***** Given data *****

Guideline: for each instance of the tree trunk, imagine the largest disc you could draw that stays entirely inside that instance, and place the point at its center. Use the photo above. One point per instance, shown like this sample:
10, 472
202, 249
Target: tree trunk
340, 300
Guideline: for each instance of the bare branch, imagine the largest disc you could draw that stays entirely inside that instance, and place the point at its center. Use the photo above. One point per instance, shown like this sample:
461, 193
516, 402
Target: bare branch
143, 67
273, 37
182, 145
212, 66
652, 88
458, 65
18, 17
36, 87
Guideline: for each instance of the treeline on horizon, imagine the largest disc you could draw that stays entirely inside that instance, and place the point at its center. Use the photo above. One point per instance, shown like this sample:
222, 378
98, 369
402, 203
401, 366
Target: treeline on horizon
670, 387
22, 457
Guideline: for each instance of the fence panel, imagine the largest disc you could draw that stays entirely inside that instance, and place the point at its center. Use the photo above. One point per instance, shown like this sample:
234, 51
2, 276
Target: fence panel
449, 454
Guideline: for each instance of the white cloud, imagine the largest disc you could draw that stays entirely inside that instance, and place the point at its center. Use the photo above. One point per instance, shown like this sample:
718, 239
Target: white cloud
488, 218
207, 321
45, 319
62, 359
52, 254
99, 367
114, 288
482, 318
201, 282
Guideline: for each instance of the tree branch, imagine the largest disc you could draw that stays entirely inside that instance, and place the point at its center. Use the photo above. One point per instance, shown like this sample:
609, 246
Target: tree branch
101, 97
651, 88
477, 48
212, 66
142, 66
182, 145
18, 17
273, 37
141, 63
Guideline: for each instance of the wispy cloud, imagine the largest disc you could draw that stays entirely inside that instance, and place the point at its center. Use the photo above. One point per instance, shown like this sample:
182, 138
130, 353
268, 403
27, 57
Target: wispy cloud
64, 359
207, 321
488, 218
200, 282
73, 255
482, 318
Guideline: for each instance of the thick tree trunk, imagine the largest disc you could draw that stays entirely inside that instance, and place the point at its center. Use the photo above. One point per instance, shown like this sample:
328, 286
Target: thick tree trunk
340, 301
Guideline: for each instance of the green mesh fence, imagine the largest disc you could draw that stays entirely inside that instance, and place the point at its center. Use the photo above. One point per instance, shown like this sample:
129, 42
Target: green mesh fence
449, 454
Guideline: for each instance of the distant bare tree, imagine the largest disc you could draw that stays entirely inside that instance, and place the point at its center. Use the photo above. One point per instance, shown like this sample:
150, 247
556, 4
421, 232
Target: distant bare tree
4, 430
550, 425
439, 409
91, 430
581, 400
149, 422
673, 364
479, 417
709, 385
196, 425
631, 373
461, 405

*****
***** Given data *****

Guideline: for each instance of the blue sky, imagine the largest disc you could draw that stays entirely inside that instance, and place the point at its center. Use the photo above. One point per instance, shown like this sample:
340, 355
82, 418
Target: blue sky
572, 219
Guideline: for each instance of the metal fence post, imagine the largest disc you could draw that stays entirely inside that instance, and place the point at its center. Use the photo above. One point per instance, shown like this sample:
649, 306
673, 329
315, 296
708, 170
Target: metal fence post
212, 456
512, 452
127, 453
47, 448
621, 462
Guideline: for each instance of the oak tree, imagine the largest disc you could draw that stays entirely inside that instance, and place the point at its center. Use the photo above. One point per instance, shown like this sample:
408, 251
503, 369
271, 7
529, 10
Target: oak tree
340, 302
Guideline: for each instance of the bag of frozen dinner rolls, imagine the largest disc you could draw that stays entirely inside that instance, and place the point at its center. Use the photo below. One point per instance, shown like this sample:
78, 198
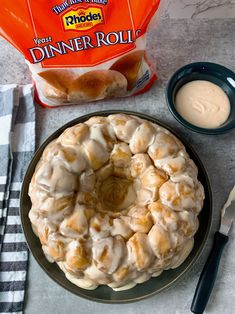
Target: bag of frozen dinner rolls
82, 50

*****
***** Given data *****

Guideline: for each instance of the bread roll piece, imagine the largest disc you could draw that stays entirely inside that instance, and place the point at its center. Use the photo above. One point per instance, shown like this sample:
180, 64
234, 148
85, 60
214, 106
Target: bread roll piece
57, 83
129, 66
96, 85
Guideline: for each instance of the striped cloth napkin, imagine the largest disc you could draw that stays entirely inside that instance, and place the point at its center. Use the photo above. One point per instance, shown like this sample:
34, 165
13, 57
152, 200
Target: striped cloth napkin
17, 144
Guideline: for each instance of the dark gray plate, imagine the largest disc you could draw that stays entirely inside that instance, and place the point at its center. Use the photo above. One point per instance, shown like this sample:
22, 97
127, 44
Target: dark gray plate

*****

* Task to complete:
State how many lines of the listing include the word "plate". Reply with the number alone.

* Task output:
2